▶ Instrução A
Verifique se as afirmações a seguir concordam com o trecho sobre Europa e EUA, respondendo sim ou não a cada uma e citando literalmente as palavras do trecho que decidem a resposta: (i) Os EUA têm museus e monumentos que rivalizam com os da Europa. (ii) O modelo europeu se fundamentava em impostos altíssimos. (iii) Oxford e Cambridge são apontadas como exceção à superioridade das universidades americanas sobre as europeias.

▶ Trecho do documento
<<<<
Ninguém em sã consciência duvida que, para fazer turismo cultural, a
Europa é o destino certo. Milênios
de história, ruínas greco-romanas,
basílicas românicas, catedrais góticas, o barroco internacional, para
nem falar de cidades, pequenas e
grandes, que conservam bastante de
seu passado na disposição das ruas e
em edifícios espalhados por toda
parte, quem procura coisas semelhantes deve se dirigir à Itália, à
França, à Espanha etc. O continente
tem tantos museus que, aos poucos,
ele se transformou num museu. Os
EUA, por seu turno, dispõem de alguns museus excelentes e alguns
monumentos interessantes, mas
nada que comece a rivalizar com o
Velho Mundo.
Os franceses, ingleses etc., quando
tecem suas comparações, não se restringem, no entanto, às justíssimas
do parágrafo anterior. Eles, por
exemplo, acreditam seriamente que
o ambiente deve, por osmose, contaminar os seres humanos, de modo
que, graças aos monumentos culturais com os quais convivem, seus
conterrâneos também seriam de algum modo mais civilizados, superiores ao resto da humanidade e, seguramente, melhores que os bárbaros transatlânticos. Que, proporcionalmente, mais americanos se graduem em universidades e que, em
geral, as universidades americanas
estejam acima das européias (com
exceção de Oxford e Cambridge) são
detalhes que parecem não contar.
Em última instância, porém, a discussão toda diz respeito aos modelos econômicos e sociais adotados
em cada lado do oceano. Não é segredo que, desde o fim da Segunda
Guerra, a Europa Ocidental começou a construir seriamente um Estado-babá no qual os "excessos" do
mercado seriam controlados e o governo cuidaria das principais necessidades da população: emprego e
renda, educação, saúde e até lazer. O
modelo se fundamentava em impostos altíssimos e gerou uma burocracia tão imensa quanto inerradicável, uma autêntica nova classe dominante. Já os EUA continuaram
mais fiéis ao liberalismo, se bem que
estejam longe de ser uma economia
puramente de mercado.
>>>>
▶ Registros de dados
<<<<
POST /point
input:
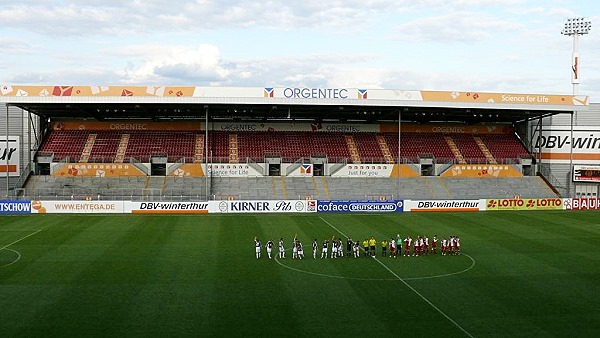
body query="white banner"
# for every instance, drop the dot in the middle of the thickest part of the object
(10, 157)
(77, 207)
(168, 207)
(444, 205)
(556, 144)
(295, 206)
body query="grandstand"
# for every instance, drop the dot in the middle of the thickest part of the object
(242, 143)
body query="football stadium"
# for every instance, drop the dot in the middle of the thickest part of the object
(172, 211)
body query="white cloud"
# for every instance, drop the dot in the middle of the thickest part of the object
(451, 27)
(168, 64)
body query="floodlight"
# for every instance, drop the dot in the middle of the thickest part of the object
(575, 27)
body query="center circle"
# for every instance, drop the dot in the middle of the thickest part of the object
(384, 261)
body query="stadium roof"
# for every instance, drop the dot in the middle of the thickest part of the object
(265, 103)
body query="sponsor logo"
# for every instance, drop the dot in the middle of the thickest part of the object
(362, 94)
(582, 204)
(62, 91)
(15, 207)
(359, 206)
(173, 206)
(525, 204)
(306, 169)
(315, 93)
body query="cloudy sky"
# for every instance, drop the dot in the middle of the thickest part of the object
(465, 45)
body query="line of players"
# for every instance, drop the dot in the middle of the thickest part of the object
(419, 245)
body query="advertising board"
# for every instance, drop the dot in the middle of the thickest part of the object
(360, 206)
(15, 207)
(525, 204)
(444, 205)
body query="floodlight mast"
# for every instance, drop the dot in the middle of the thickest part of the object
(575, 27)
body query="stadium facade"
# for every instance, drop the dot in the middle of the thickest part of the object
(559, 132)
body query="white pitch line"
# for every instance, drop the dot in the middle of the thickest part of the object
(13, 262)
(20, 239)
(408, 286)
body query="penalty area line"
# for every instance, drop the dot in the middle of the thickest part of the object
(20, 239)
(408, 286)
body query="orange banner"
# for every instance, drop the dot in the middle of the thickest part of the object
(481, 171)
(505, 98)
(188, 170)
(98, 170)
(407, 171)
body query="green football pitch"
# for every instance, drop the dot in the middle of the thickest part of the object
(520, 274)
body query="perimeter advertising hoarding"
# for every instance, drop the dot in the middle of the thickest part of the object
(582, 203)
(588, 173)
(167, 207)
(360, 206)
(555, 144)
(271, 206)
(15, 207)
(77, 207)
(524, 204)
(444, 205)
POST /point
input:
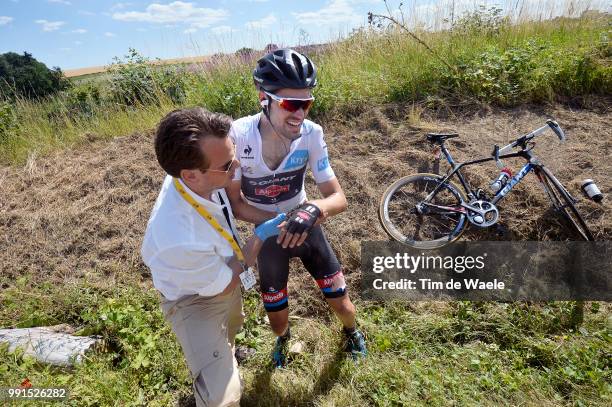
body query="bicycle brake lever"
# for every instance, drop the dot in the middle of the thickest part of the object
(495, 154)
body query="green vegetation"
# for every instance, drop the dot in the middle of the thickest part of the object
(429, 353)
(24, 76)
(460, 353)
(485, 60)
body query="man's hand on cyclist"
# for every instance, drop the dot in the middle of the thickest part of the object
(298, 224)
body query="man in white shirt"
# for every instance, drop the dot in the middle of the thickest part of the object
(192, 248)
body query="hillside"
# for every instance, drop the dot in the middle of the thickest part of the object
(72, 224)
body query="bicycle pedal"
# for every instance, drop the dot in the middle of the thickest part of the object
(501, 230)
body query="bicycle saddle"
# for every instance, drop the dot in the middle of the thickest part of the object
(440, 137)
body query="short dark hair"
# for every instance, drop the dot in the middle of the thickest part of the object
(178, 137)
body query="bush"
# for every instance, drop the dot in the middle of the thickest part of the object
(24, 76)
(137, 81)
(82, 99)
(483, 21)
(496, 76)
(8, 121)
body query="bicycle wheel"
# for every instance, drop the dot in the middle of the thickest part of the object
(564, 203)
(422, 229)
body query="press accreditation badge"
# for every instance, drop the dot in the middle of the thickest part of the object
(248, 278)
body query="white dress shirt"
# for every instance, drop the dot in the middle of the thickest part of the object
(185, 254)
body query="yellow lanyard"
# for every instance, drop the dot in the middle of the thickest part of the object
(211, 220)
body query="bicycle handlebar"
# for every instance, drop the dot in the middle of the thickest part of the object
(521, 141)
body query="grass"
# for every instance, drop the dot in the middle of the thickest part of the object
(458, 353)
(430, 353)
(528, 62)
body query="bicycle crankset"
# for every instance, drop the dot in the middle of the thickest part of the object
(482, 213)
>>>>
▶ Instrução B
Localize nas entradas todas as linhas que contêm a palavra "white" e copie cada uma delas, por favor.

▶ Resposta A
(i) Não: "nada que comece a rivalizar com o Velho Mundo".
(ii) Sim: "O modelo se fundamentava em impostos altíssimos".
(iii) Sim: "com exceção de Oxford e Cambridge".

▶ Resposta B
body query="white banner"
body query="white cloud"
body query="white pitch line"
body query="man in white shirt"
body query="white dress shirt"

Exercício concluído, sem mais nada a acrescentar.